= Work instructions =
Reproduce the commentary on police violence in South Africa below word for word, starting at "This failure is" and ending at "of what happened.".

=== Excerpt ===

Investors and credit rating agencies look beyond the numbers. Konrad Reuss, Standard & Poor’s managing director in South Africa, spoke last week of the failure of delivery at many levels – by national government, local government and also in the private sector. Implicit in his comments is that social instability eats away at a country’s ability to grow.
Public security was among the examples he cited of delivery failure.
This failure is often dramatically demonstrated – for instance at Marikana last year when police fired on and killed 34 miners; and in Daveyton earlier this month when police tied a taxi driver to their van and possibly dragged him to his death. Repeated images of violence, flashed across the world, are doing untold damage to perceptions of South Africa in the rest of the world.
Though the images are lacking, the latest incident in the North West, in which a policeman allegedly used his vehicle to drag an innocent bystander through the streets, is contributing to the picture of a country gone mad.
Verdicts are still out on all of these allegations; and the policeman involved in the North West incident has a very different version of what happened.
But, more broadly, what is so chilling about incidents of this type is the lethal cocktail of arrogance and ignorance displayed by the perpetrators.

=== Material shown ===

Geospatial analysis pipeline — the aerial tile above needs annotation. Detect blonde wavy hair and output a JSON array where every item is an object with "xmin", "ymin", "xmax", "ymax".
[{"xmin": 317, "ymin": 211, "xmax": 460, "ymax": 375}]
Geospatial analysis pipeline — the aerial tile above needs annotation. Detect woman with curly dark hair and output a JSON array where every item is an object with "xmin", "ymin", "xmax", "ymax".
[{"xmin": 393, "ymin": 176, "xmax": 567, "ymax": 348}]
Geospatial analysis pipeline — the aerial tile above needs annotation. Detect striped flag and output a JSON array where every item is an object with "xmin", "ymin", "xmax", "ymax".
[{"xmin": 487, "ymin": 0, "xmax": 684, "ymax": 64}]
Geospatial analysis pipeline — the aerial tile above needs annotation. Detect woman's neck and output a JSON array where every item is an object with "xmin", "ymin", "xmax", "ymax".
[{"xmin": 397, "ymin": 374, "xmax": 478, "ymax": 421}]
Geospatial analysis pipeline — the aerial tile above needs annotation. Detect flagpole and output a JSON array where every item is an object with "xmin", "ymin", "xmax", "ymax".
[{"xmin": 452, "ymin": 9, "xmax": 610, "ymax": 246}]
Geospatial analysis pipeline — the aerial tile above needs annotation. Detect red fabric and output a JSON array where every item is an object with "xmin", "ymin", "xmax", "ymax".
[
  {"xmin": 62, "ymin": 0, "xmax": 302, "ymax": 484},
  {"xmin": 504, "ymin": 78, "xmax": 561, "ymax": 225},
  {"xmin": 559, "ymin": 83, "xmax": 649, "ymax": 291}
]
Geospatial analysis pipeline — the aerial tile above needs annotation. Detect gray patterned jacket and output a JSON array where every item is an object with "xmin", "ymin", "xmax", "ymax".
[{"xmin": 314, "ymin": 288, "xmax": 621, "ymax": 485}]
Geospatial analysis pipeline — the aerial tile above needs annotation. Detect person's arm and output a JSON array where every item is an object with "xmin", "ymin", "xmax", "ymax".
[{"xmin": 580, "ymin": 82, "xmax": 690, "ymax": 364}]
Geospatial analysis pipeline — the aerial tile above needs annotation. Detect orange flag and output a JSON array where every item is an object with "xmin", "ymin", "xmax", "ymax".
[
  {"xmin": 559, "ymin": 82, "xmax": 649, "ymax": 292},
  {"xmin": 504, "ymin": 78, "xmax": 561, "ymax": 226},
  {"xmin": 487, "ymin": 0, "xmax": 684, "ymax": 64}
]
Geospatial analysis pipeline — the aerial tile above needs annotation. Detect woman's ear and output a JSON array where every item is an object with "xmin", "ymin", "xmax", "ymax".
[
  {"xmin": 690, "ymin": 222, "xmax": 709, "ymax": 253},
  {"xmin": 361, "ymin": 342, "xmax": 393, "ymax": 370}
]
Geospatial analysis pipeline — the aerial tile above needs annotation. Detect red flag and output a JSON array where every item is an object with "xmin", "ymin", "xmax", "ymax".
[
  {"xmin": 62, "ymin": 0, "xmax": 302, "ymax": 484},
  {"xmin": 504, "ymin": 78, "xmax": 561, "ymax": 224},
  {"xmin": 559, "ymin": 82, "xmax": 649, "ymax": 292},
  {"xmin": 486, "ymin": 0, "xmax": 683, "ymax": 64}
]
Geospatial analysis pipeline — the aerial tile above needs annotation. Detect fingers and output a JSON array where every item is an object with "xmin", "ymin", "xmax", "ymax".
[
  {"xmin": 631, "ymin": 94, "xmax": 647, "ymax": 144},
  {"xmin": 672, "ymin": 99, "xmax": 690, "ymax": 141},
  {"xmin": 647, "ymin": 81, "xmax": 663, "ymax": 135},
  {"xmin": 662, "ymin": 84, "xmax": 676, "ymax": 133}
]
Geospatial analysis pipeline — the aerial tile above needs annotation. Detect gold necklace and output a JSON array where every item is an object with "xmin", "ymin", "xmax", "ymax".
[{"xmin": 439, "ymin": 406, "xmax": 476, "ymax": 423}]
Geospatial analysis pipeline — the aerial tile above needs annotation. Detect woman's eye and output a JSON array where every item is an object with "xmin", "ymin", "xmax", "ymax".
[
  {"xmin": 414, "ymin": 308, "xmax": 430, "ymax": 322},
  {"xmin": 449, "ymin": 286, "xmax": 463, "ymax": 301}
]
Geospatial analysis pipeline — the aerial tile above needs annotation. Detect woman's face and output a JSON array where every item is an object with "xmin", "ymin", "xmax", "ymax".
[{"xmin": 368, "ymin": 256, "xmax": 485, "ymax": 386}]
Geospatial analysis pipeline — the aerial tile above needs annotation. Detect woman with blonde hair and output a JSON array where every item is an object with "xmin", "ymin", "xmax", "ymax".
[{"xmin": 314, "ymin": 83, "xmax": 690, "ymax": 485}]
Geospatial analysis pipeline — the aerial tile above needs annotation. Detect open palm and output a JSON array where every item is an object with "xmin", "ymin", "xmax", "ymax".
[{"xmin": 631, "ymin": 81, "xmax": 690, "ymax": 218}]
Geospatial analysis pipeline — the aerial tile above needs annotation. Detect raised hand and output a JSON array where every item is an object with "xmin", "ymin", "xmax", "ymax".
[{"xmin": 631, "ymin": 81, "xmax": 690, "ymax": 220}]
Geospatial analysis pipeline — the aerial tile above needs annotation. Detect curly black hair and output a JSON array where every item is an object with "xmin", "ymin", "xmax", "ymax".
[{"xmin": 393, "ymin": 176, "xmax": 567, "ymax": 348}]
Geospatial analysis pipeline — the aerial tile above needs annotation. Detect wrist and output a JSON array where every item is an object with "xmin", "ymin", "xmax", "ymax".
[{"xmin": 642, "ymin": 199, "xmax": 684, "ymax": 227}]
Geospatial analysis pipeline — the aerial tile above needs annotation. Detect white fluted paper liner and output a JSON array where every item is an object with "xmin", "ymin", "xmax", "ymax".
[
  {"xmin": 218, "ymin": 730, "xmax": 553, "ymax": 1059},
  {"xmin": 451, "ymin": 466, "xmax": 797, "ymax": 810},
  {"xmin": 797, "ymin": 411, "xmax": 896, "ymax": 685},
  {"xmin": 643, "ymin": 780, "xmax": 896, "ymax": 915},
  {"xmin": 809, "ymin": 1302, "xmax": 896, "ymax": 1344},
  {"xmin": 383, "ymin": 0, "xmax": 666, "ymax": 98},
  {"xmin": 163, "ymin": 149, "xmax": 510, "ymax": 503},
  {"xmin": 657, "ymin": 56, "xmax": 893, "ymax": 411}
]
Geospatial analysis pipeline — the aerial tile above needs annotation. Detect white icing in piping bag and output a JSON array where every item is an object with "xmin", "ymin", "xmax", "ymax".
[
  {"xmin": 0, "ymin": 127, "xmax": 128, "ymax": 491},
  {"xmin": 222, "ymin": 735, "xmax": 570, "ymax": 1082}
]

===

= Solved problem =
This failure is often dramatically demonstrated – for instance at Marikana last year when police fired on and killed 34 miners; and in Daveyton earlier this month when police tied a taxi driver to their van and possibly dragged him to his death. Repeated images of violence, flashed across the world, are doing untold damage to perceptions of South Africa in the rest of the world.
Though the images are lacking, the latest incident in the North West, in which a policeman allegedly used his vehicle to drag an innocent bystander through the streets, is contributing to the picture of a country gone mad.
Verdicts are still out on all of these allegations; and the policeman involved in the North West incident has a very different version of what happened.